───── THE DATA ─────

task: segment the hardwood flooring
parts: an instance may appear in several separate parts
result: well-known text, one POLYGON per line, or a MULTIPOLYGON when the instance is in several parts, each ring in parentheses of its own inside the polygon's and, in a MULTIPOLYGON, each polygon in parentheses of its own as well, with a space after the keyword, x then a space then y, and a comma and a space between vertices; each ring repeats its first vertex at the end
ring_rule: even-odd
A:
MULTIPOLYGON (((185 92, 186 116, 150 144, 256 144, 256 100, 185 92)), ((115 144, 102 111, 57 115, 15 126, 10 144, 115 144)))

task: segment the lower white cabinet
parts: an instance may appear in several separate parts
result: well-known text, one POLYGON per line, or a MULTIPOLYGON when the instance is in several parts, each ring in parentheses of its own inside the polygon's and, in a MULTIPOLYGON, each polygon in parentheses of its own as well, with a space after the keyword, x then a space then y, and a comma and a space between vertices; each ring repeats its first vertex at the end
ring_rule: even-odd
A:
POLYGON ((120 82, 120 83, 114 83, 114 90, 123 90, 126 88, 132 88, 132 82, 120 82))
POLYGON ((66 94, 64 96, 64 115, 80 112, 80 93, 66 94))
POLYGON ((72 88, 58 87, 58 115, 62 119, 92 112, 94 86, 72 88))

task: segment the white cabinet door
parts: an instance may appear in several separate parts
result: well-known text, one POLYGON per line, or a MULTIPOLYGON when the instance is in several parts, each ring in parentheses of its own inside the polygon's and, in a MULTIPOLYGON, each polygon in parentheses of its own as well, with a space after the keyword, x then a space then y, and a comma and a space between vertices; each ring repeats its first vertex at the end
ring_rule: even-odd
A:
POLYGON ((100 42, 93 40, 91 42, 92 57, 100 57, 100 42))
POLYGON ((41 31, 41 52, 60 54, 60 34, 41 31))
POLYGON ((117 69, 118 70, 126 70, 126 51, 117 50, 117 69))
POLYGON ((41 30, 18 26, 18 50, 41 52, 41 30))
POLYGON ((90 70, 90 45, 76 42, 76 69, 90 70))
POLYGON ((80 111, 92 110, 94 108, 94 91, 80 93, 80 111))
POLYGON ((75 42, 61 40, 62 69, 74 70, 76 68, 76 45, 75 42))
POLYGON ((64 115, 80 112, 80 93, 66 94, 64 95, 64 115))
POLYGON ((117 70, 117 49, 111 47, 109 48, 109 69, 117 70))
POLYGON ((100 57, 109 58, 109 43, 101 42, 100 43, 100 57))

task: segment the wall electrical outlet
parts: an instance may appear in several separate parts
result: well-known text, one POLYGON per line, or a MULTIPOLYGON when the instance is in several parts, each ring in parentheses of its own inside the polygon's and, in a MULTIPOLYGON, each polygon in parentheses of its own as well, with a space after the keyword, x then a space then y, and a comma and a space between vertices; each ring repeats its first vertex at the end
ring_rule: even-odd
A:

─────

**GOAL**: Count the lines in the rows above that contain the string "segment", treating uppercase and lowercase as different, and give only the number.

**SOLUTION BELOW**: 4